__TASK STATEMENT__
Extract every line from the rows below that contains the word "teal", and copy each one unchanged.

-- begin RECORD EXTRACTS --

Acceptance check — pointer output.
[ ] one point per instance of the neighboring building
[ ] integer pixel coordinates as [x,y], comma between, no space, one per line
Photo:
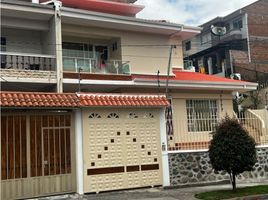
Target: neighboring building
[243,49]
[82,101]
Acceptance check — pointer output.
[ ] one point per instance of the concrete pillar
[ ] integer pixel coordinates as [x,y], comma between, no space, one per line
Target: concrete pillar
[59,65]
[164,150]
[79,152]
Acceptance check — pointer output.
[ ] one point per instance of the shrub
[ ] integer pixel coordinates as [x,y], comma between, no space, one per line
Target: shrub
[232,149]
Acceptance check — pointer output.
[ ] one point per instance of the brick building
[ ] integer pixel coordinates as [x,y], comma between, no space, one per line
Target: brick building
[243,49]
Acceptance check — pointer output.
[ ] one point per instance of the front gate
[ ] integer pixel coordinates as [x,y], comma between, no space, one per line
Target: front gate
[36,155]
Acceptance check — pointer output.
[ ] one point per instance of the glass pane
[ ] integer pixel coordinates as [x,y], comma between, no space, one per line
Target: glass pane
[83,64]
[69,64]
[73,49]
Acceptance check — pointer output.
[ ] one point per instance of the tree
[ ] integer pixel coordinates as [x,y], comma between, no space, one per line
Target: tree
[232,149]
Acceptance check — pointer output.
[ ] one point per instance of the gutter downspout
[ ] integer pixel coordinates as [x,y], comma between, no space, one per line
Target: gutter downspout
[59,65]
[58,41]
[168,69]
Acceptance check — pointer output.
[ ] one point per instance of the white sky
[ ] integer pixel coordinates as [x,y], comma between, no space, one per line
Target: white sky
[189,12]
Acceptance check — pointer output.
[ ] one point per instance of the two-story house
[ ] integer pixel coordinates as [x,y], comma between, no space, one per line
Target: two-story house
[242,49]
[84,91]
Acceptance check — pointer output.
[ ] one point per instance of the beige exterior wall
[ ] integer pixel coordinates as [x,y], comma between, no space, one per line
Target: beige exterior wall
[147,53]
[22,41]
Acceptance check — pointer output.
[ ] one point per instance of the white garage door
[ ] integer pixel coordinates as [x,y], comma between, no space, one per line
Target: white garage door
[121,149]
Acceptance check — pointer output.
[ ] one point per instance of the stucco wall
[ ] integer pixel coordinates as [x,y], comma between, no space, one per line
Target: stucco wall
[147,53]
[23,41]
[195,167]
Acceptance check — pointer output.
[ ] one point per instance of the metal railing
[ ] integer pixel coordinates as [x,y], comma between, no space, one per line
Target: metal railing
[186,138]
[95,66]
[255,126]
[26,61]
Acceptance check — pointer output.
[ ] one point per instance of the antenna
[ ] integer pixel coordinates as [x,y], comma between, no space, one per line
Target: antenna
[218,30]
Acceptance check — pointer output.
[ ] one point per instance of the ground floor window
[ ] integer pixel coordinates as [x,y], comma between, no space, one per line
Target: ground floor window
[202,115]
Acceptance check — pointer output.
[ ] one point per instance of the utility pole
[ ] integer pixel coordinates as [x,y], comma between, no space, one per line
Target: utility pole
[79,79]
[168,68]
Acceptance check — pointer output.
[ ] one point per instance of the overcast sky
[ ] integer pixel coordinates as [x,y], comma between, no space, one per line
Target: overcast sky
[189,12]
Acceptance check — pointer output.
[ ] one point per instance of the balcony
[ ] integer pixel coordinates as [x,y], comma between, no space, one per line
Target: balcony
[22,66]
[115,67]
[234,34]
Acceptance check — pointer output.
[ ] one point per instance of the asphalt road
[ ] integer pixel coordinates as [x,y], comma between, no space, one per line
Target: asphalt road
[152,194]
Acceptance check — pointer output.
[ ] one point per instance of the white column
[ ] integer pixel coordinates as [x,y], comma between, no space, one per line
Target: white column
[79,151]
[163,139]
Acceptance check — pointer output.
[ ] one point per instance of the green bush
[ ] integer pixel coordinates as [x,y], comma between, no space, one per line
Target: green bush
[232,149]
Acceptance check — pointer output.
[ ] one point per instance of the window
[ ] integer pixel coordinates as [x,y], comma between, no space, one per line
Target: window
[237,24]
[3,49]
[202,115]
[227,26]
[188,46]
[206,38]
[77,55]
[3,44]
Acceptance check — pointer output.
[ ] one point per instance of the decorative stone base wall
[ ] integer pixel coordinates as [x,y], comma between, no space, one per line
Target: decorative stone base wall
[195,168]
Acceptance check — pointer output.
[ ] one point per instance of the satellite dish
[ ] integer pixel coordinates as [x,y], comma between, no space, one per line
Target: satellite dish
[235,76]
[217,30]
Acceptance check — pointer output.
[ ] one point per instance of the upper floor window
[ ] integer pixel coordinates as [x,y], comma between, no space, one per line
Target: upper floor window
[238,24]
[206,38]
[227,26]
[3,44]
[202,115]
[85,57]
[188,46]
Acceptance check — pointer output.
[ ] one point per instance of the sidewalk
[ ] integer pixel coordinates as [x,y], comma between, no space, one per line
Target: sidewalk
[149,193]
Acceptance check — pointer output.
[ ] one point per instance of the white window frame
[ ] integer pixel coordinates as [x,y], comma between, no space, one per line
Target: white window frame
[199,121]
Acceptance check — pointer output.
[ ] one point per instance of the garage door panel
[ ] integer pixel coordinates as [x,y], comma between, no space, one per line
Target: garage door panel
[121,140]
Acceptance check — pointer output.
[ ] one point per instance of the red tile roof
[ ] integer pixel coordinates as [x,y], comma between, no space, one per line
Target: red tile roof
[37,99]
[47,100]
[122,100]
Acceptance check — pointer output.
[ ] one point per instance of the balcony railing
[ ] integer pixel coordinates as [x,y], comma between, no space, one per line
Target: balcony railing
[71,64]
[234,34]
[25,61]
[24,65]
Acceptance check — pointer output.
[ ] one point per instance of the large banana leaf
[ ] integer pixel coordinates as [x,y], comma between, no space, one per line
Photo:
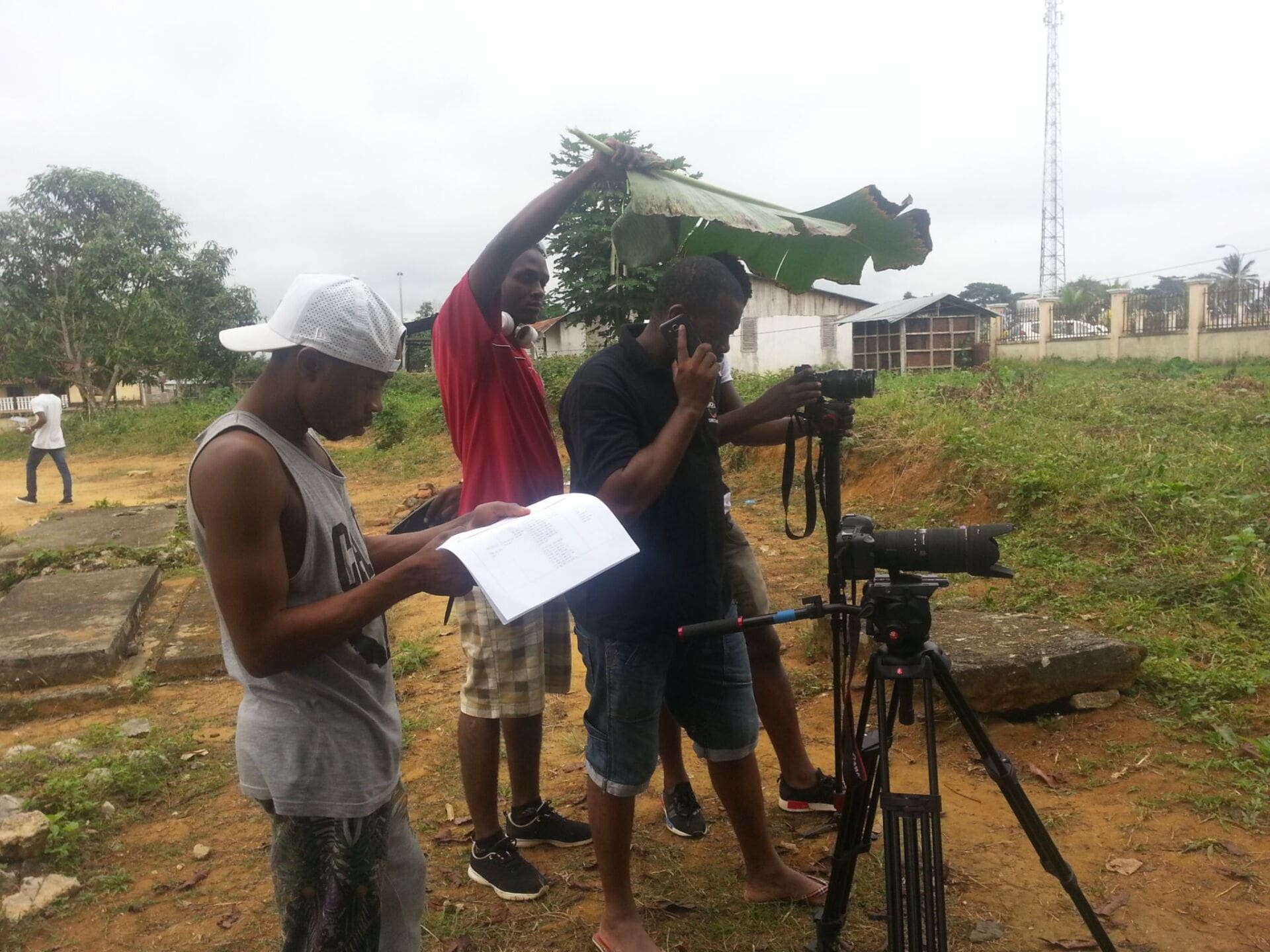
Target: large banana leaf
[669,214]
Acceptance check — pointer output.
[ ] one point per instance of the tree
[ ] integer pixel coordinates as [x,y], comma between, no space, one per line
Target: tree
[984,294]
[1235,272]
[591,286]
[99,286]
[200,306]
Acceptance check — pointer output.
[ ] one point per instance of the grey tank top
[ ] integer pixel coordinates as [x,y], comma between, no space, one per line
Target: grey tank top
[323,738]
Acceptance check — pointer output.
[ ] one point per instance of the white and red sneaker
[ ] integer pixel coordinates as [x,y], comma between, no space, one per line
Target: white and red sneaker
[817,799]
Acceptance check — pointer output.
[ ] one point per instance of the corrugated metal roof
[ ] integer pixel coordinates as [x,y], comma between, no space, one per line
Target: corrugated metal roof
[544,327]
[900,310]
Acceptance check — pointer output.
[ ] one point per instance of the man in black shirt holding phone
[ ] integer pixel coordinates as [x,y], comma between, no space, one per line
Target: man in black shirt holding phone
[640,426]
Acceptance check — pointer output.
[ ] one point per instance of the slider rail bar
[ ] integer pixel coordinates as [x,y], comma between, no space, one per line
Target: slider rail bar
[727,626]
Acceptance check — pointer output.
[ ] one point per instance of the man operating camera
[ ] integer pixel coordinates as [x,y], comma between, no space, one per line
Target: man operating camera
[640,426]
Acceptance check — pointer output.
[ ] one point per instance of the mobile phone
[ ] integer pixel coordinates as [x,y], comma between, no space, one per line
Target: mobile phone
[671,331]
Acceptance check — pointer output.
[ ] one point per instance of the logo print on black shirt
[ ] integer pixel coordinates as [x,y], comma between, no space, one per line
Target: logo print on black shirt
[353,568]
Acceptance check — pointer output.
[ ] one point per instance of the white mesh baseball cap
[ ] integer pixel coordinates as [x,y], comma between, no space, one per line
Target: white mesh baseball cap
[335,314]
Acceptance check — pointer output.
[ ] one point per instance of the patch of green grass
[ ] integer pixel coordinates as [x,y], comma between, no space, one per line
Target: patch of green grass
[807,684]
[110,883]
[1137,493]
[143,684]
[412,656]
[130,774]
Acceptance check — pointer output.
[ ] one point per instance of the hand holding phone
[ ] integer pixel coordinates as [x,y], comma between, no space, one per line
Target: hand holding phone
[671,332]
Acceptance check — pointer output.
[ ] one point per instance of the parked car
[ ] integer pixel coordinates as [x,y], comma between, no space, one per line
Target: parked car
[1028,331]
[1079,329]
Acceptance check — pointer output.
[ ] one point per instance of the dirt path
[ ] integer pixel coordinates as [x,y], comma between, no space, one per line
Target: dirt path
[1117,796]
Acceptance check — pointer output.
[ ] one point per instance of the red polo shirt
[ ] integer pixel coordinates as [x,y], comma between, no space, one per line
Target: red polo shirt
[495,408]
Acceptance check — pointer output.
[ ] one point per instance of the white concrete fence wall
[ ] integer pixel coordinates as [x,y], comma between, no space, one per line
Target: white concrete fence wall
[1194,342]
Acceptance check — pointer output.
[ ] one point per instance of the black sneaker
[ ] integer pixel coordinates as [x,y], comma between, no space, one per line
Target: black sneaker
[542,824]
[683,816]
[506,871]
[816,799]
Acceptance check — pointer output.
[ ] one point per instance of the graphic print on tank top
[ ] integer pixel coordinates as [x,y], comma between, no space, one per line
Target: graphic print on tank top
[353,568]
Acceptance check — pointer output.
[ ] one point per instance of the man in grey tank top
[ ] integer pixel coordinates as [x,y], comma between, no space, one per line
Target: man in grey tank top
[302,597]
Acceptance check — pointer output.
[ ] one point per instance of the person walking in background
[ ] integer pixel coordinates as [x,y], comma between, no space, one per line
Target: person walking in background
[48,441]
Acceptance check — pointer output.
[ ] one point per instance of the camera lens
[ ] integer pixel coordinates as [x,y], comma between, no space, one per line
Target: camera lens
[967,549]
[846,385]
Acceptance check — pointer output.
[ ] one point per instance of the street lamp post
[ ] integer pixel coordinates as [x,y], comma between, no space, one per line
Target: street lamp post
[402,313]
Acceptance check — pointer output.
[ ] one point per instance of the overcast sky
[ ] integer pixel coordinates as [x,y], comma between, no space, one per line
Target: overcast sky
[376,138]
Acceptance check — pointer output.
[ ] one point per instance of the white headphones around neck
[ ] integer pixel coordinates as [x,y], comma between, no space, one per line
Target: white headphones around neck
[525,335]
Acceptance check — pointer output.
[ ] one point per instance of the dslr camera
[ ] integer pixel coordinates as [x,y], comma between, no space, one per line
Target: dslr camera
[829,418]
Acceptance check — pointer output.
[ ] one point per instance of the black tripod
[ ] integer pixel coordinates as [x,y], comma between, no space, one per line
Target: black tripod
[897,608]
[900,619]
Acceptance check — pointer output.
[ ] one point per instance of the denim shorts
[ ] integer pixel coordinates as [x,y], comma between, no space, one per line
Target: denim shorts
[704,682]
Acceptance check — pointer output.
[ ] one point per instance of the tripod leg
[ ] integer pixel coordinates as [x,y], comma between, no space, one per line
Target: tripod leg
[857,822]
[1002,771]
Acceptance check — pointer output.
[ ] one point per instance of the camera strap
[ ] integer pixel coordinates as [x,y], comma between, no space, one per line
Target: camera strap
[788,479]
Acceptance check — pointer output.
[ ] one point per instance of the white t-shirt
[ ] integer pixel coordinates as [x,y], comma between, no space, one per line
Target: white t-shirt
[726,377]
[50,436]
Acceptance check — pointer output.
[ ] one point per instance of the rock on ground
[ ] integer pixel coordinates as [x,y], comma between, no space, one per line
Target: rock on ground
[38,892]
[1015,662]
[987,931]
[136,728]
[23,836]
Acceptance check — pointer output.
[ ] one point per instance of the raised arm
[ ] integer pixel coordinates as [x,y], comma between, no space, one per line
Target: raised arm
[633,489]
[239,492]
[536,220]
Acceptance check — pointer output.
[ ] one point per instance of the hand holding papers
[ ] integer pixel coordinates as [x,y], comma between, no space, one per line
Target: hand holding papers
[521,564]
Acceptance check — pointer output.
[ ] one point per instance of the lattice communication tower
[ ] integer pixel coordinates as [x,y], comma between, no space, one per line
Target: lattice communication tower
[1053,243]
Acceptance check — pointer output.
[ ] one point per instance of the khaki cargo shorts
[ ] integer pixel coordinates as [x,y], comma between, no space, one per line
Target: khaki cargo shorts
[746,578]
[511,668]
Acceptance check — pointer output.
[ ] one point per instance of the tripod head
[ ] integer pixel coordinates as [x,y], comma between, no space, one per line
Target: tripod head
[898,611]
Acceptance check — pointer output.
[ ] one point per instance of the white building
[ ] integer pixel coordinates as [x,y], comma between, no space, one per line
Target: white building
[780,331]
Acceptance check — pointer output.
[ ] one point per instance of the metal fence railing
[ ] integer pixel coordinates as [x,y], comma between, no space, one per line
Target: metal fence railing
[15,405]
[1082,320]
[1238,303]
[1020,324]
[1155,313]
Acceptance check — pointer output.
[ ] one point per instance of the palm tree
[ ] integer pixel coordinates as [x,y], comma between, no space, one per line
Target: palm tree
[1235,272]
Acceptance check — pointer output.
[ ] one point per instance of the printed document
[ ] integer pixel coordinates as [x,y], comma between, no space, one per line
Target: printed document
[524,563]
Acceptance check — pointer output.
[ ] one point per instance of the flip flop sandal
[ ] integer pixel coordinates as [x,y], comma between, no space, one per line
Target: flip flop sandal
[814,894]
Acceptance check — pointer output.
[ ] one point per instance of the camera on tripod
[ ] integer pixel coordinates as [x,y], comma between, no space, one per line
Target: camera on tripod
[831,415]
[861,550]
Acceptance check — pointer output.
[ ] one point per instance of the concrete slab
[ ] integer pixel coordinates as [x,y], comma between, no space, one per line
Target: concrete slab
[1016,662]
[192,648]
[140,526]
[73,627]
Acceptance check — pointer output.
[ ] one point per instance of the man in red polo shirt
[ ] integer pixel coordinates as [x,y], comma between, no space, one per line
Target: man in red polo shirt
[502,434]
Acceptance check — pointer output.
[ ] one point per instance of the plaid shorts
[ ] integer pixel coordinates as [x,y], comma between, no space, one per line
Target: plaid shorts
[512,666]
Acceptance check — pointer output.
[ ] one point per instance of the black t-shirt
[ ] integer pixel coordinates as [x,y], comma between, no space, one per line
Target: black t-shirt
[618,404]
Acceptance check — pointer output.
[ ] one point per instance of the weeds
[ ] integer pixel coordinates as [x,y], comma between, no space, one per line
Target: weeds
[70,787]
[412,656]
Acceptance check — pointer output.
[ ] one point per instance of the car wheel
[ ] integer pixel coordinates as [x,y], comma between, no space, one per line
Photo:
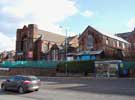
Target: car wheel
[3,87]
[21,90]
[36,89]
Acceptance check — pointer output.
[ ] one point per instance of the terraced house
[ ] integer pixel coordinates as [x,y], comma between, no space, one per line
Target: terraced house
[35,44]
[94,44]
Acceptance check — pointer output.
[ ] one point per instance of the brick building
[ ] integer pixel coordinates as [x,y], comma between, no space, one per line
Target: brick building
[101,45]
[130,37]
[35,44]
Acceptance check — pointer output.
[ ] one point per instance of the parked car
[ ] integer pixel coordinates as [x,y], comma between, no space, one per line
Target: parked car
[21,83]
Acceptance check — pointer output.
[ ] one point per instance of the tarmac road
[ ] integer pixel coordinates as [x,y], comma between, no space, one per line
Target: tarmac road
[75,88]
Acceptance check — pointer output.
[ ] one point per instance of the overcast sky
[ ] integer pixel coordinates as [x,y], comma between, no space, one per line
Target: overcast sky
[112,16]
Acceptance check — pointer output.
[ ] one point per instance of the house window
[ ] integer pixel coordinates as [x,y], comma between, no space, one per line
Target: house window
[90,41]
[123,45]
[118,44]
[113,43]
[44,48]
[107,41]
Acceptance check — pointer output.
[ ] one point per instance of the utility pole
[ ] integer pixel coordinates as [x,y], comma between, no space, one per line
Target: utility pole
[66,50]
[66,66]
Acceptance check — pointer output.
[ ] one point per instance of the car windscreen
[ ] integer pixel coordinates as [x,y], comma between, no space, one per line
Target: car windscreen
[31,78]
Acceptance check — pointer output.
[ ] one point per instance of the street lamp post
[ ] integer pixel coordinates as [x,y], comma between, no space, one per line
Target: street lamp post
[66,50]
[66,66]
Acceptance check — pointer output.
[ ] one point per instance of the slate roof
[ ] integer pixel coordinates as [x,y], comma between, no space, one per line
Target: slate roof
[53,37]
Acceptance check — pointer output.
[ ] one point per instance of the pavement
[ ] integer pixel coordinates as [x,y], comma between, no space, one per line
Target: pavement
[77,88]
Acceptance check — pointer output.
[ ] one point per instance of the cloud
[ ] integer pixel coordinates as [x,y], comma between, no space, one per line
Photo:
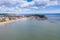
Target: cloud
[25,6]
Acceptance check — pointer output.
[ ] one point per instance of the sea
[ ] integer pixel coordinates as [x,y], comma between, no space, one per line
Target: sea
[48,29]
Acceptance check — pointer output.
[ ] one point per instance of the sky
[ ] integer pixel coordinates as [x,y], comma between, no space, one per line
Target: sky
[29,6]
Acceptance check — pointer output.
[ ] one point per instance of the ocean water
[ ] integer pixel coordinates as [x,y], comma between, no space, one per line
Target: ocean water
[32,29]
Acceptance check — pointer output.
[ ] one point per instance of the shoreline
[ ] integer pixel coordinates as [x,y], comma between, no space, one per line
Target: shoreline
[9,21]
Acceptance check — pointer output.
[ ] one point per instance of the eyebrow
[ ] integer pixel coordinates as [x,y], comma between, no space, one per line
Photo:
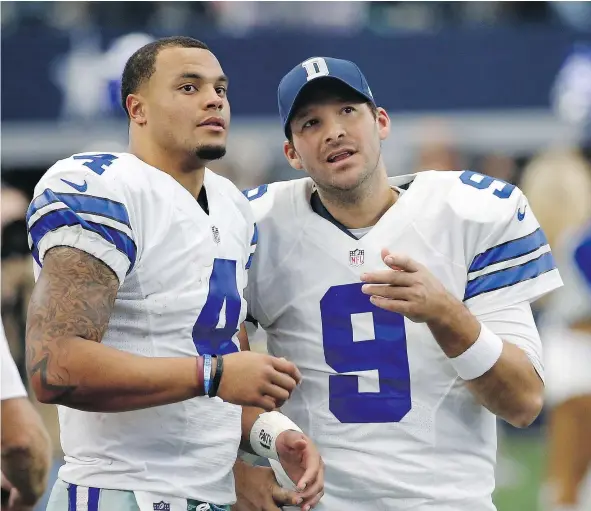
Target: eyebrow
[195,76]
[301,114]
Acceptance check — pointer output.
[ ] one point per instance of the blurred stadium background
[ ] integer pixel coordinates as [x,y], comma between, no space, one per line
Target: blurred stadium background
[494,87]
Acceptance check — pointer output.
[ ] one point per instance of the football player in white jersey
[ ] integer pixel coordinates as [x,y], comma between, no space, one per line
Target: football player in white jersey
[404,302]
[140,264]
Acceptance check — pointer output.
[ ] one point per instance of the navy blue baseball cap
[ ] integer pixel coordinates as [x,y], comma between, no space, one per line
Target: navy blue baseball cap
[294,82]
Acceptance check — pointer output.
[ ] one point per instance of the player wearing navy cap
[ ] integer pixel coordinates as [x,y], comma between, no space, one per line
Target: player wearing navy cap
[404,302]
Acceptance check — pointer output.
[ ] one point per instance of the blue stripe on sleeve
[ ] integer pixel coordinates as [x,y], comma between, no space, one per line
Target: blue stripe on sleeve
[81,204]
[260,191]
[509,250]
[509,276]
[65,217]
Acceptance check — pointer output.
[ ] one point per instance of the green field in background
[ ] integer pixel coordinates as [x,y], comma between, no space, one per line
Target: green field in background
[521,467]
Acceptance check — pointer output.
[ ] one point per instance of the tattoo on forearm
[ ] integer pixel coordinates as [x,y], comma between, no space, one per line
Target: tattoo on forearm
[73,297]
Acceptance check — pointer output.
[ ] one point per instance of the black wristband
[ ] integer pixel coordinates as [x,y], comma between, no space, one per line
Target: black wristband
[215,384]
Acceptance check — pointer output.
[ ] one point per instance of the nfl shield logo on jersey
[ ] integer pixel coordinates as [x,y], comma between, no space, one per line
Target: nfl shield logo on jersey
[356,257]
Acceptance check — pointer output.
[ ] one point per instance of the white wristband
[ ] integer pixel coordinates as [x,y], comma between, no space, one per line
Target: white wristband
[265,431]
[479,357]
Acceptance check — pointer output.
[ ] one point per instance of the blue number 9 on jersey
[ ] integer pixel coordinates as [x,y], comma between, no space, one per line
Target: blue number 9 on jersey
[386,353]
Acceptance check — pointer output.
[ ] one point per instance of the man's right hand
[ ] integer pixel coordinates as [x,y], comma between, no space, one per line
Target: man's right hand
[258,490]
[256,379]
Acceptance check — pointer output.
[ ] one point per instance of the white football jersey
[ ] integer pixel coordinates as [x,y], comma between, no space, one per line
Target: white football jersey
[182,275]
[395,425]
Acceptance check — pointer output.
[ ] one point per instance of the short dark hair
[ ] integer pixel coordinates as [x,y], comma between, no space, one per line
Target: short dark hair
[140,65]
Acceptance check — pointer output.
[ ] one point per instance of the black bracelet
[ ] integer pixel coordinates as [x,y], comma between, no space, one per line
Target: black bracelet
[215,384]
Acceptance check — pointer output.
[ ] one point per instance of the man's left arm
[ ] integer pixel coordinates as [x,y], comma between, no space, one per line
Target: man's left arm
[489,352]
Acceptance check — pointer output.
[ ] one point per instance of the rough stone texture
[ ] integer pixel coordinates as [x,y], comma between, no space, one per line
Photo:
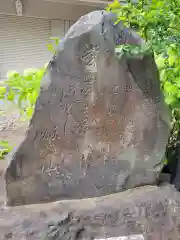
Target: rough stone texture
[151,211]
[100,124]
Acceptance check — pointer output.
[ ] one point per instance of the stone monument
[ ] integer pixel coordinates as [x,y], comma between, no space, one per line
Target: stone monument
[100,124]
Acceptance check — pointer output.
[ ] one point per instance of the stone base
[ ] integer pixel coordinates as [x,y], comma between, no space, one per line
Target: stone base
[150,212]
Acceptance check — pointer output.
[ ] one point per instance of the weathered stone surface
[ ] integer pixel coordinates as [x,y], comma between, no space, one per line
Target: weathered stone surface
[151,211]
[100,124]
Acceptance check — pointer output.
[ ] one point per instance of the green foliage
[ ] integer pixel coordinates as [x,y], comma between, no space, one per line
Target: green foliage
[5,148]
[158,23]
[22,90]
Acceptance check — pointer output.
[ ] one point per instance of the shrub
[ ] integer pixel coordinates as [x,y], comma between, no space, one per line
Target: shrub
[22,90]
[158,23]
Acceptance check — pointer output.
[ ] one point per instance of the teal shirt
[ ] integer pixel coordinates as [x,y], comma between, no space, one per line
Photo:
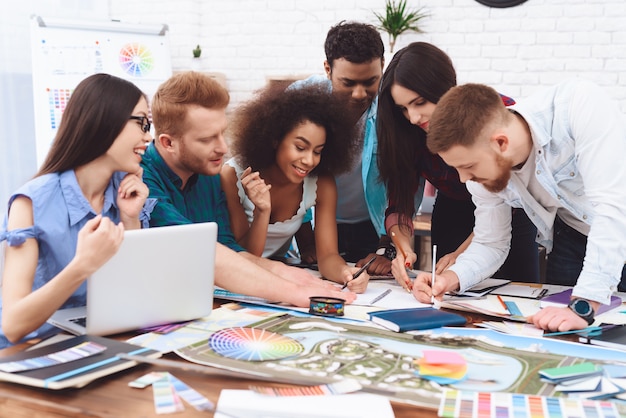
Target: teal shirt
[201,200]
[375,190]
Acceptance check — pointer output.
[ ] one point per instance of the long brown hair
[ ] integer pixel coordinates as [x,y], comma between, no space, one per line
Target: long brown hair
[428,71]
[96,113]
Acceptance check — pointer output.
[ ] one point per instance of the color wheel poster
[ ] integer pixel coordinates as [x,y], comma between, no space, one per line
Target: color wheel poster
[65,54]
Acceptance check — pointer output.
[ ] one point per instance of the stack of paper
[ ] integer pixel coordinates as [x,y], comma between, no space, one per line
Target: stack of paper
[583,380]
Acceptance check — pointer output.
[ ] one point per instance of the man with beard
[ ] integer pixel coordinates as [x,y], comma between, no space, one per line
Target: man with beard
[559,156]
[181,168]
[353,70]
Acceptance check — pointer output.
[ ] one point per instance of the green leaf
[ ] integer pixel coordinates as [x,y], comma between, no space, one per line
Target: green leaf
[398,19]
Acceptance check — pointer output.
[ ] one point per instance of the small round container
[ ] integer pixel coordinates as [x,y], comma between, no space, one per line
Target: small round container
[326,306]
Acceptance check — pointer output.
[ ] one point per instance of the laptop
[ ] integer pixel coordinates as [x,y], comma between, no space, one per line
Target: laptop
[158,276]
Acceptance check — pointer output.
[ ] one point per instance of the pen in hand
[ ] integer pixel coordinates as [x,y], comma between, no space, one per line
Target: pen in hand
[506,308]
[359,271]
[432,284]
[408,283]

-- end RECORD EXTRACTS --

__THE RESULT__
[ ] one point per instance of the teal shirt
Target: teal shirt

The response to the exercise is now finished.